Begin EXTRACT

Hacker Statistics & Simulation Case Study.

In this blog, you will get an overview with a simple case study of what hacker statistics is.

Hacker statistics use simulated measurements to gather more data. The goal is instead of literally repeating the data acquisition over and over again, we can simulate those repeated measurements using Python.

Let us see what that means in practice.

Imagine the following:

You're walking up a building to your apartment and you're playing a game with a friend. You throw a die one hundred times.

  • If it's 1 or 2 you'll go one step down.
  • If it's 3, 4, or 5, you'll go one step up.
  • If you throw a 6, you'll throw the die again and will walk up the resulting number of steps.
  • You can not go lower than step number 0.
  • You have a chance of 0.1% falling down the stairs when you make a move.
  • Falling down means that you have to start again from step 0.

End EXTRACT

REQUIREMENT A =
Answer these from the case study:
(i) Which programming language is named for simulating the repeated measurements?
(ii) How many times is the die thrown in the game?
(iii) What is the chance of falling down the stairs with each move?
REQUIREMENT B = Update the passage of the case study that begins at "Let us see what" and stops after "one step up.", putting "roommate" where it says "friend".

Begin MATERIAL SUPPLIED

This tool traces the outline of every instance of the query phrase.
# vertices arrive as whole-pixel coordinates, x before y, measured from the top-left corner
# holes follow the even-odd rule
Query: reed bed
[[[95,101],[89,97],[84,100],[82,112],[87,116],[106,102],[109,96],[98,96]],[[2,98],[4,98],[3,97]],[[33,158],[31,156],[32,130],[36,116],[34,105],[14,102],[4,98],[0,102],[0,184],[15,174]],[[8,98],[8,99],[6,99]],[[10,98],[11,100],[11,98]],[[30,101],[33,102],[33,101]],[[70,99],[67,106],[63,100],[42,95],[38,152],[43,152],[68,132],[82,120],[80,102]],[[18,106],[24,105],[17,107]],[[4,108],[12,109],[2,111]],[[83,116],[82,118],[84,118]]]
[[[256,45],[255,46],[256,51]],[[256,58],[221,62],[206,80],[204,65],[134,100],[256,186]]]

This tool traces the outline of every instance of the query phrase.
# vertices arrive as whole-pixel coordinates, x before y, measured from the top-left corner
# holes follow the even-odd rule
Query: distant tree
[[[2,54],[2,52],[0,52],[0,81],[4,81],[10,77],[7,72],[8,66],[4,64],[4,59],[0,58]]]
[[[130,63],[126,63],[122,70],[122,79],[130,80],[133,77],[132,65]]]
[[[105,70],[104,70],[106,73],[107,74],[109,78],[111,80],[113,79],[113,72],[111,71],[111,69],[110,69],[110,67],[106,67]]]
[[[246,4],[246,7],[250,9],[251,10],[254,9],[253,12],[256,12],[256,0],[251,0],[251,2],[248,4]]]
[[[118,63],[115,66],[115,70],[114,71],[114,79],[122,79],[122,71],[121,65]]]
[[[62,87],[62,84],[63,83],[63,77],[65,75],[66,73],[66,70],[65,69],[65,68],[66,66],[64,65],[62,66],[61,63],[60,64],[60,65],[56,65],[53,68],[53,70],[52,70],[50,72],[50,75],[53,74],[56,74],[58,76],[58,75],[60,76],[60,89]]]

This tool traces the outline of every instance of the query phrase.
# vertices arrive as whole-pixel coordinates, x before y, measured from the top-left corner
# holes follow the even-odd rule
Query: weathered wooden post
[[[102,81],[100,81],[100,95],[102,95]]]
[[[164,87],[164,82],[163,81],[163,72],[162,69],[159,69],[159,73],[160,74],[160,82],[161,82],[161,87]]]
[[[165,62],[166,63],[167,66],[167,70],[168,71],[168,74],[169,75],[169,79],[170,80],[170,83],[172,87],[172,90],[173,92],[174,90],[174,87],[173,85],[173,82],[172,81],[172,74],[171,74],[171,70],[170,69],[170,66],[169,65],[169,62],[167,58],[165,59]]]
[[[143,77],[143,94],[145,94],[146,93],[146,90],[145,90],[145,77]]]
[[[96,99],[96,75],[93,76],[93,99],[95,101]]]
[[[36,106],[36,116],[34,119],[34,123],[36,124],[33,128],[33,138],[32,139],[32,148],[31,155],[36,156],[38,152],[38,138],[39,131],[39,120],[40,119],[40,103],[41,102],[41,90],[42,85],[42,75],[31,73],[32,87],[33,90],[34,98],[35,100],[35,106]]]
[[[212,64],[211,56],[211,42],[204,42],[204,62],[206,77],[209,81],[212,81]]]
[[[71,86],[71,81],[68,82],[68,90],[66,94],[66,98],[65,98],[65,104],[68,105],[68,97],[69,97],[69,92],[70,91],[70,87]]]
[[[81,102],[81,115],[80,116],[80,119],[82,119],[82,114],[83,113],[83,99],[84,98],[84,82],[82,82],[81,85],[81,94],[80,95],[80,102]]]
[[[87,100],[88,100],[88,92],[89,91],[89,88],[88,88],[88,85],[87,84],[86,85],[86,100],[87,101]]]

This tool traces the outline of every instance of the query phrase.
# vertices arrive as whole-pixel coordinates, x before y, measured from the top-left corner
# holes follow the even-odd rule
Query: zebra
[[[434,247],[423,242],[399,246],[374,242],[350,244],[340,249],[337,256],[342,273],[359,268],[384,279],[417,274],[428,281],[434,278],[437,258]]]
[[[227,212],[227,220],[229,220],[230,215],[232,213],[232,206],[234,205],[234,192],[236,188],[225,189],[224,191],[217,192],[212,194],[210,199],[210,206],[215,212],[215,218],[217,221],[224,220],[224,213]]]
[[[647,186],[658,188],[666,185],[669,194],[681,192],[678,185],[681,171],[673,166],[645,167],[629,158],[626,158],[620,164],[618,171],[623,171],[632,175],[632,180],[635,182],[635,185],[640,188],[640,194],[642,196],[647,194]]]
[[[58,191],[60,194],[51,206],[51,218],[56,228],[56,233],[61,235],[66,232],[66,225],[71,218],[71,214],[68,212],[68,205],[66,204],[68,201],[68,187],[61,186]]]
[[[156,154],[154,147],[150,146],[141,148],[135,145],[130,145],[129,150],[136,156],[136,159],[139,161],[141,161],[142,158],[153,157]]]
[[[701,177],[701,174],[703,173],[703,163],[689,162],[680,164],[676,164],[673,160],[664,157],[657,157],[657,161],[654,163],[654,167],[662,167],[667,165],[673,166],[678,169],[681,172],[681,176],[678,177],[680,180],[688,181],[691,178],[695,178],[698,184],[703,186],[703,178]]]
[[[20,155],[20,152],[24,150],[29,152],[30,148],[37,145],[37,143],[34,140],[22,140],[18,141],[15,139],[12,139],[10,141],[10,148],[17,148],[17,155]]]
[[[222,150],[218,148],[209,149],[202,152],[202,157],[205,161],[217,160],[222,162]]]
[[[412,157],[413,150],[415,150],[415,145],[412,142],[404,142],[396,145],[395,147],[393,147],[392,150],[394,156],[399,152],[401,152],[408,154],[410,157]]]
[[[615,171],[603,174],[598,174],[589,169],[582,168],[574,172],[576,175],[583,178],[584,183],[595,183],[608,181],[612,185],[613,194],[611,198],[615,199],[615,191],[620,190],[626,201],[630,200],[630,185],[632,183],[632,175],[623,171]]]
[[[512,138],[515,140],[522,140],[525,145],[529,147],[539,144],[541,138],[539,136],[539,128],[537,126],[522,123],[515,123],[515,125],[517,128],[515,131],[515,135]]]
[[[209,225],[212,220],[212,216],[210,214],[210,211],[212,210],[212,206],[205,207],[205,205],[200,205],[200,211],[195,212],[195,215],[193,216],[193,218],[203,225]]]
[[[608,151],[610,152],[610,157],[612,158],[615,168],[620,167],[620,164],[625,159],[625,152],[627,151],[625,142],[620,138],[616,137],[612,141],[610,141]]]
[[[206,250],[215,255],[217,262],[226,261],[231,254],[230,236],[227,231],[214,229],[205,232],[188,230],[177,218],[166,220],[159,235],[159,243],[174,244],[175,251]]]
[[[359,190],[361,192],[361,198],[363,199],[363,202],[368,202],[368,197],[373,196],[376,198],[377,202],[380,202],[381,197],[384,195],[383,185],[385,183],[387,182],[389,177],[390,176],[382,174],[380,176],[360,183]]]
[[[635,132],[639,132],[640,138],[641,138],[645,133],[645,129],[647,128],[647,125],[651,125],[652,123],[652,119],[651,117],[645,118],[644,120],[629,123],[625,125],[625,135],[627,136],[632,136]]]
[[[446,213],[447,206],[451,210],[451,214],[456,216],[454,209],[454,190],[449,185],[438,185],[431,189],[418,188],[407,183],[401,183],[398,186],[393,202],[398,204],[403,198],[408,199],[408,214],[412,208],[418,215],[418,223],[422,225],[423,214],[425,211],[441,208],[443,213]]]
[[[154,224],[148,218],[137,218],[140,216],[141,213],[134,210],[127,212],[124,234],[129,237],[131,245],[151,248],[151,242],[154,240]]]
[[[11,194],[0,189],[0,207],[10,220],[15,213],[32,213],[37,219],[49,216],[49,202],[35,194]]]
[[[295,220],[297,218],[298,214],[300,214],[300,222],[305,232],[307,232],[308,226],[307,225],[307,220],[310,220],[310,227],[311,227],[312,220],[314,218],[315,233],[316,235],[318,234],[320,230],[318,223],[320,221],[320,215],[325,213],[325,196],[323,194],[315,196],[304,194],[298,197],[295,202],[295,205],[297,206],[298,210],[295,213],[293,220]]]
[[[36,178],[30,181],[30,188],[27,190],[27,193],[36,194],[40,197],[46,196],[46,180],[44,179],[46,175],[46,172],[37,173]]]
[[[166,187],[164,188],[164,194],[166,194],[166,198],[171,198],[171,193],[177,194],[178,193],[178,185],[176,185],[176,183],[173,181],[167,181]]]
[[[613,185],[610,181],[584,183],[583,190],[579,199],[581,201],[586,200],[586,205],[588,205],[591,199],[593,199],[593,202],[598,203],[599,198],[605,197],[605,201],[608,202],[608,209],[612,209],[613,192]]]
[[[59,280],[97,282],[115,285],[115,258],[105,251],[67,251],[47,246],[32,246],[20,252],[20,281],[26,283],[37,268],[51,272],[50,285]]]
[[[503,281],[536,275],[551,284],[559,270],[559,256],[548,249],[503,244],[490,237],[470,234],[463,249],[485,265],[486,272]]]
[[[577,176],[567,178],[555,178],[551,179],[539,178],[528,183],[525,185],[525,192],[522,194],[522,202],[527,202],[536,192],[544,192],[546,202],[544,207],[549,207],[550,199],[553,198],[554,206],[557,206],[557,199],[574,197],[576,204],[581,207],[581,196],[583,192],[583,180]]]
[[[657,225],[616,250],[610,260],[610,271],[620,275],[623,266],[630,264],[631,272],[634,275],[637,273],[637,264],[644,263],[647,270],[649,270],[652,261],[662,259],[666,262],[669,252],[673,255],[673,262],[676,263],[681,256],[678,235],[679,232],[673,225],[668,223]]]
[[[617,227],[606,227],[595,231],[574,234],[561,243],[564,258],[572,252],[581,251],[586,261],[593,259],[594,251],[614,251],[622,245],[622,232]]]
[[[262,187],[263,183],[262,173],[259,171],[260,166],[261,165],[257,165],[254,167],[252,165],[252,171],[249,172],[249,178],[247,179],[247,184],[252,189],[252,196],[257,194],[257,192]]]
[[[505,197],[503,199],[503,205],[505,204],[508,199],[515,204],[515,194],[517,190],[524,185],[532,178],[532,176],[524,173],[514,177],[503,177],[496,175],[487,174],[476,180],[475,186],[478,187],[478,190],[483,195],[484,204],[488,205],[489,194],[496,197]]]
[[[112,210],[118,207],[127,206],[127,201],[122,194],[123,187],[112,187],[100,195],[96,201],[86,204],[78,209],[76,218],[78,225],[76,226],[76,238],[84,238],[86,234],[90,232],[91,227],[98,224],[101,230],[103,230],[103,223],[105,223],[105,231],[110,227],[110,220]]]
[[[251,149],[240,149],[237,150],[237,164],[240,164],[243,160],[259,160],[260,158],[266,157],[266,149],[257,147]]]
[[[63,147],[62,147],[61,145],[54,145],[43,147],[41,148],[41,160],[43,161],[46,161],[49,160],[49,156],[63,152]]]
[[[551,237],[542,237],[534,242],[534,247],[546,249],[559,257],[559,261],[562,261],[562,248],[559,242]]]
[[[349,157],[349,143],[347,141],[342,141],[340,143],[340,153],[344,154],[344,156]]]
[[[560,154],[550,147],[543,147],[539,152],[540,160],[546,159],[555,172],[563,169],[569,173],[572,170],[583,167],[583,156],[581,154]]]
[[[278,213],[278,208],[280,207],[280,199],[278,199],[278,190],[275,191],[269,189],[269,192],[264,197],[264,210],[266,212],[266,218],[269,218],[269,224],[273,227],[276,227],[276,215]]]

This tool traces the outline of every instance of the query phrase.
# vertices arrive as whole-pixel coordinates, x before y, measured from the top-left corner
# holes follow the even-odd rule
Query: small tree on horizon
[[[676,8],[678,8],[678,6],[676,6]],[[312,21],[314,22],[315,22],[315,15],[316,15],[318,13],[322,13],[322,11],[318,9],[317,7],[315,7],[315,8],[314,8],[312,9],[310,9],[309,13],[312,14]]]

End MATERIAL SUPPLIED

EXPECTED ANSWER A =
(i) Python
(ii) One hundred times
(iii) 0.1%

EXPECTED ANSWER B =
Let us see what that means in practice.

Imagine the following:

You're walking up a building to your apartment and you're playing a game with a roommate. You throw a die one hundred times.

  • If it's 1 or 2 you'll go one step down.
  • If it's 3, 4, or 5, you'll go one step up.